Exercise prompt: Report how many lines in the rows below contain the string "ceiling", matching case exactly. Give only the number.

(Location identification rows)
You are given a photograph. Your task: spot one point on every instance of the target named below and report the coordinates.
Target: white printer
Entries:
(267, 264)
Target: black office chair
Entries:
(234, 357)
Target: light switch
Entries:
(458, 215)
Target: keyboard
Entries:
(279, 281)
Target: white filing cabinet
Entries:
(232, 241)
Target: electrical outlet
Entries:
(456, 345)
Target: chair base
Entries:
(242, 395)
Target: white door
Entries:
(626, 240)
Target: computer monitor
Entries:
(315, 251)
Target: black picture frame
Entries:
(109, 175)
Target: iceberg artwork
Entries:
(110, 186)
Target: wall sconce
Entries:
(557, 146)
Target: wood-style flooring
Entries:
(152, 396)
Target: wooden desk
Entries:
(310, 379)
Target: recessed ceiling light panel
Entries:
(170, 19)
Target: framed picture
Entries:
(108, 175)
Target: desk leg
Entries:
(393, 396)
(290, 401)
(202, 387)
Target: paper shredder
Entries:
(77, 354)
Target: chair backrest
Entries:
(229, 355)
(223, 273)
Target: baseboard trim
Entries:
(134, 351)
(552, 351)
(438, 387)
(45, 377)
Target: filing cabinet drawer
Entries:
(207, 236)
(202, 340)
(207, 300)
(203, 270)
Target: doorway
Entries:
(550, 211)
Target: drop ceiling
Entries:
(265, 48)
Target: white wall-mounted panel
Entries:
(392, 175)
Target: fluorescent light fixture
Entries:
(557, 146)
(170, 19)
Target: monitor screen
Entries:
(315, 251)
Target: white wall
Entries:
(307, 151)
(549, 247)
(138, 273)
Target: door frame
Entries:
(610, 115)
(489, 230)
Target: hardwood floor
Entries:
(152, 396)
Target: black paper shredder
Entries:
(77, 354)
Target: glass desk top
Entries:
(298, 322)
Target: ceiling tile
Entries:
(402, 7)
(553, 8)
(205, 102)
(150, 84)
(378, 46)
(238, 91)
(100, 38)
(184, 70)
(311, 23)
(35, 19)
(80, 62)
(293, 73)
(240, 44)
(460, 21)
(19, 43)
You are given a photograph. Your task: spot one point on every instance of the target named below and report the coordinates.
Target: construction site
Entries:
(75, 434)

--

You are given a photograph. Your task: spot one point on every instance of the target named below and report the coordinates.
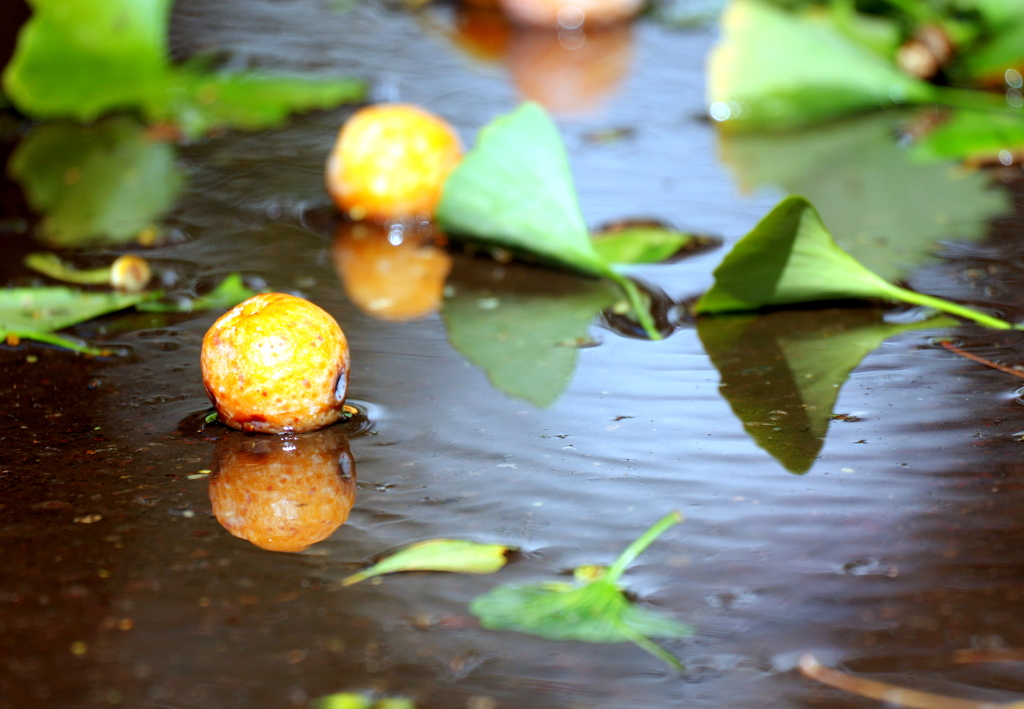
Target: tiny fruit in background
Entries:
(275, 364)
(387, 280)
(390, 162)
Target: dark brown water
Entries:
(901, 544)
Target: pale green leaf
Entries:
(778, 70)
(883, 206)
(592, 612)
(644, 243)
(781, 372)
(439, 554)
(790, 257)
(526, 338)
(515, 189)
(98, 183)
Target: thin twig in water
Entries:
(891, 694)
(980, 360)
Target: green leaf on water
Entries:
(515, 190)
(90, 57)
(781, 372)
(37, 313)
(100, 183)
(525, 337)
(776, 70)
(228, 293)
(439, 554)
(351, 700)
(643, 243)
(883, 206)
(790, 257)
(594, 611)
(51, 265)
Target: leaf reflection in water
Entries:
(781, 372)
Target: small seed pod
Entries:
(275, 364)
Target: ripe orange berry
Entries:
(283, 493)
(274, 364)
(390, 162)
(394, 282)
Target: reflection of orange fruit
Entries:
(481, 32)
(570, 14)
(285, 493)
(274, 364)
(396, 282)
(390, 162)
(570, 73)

Complete output: 3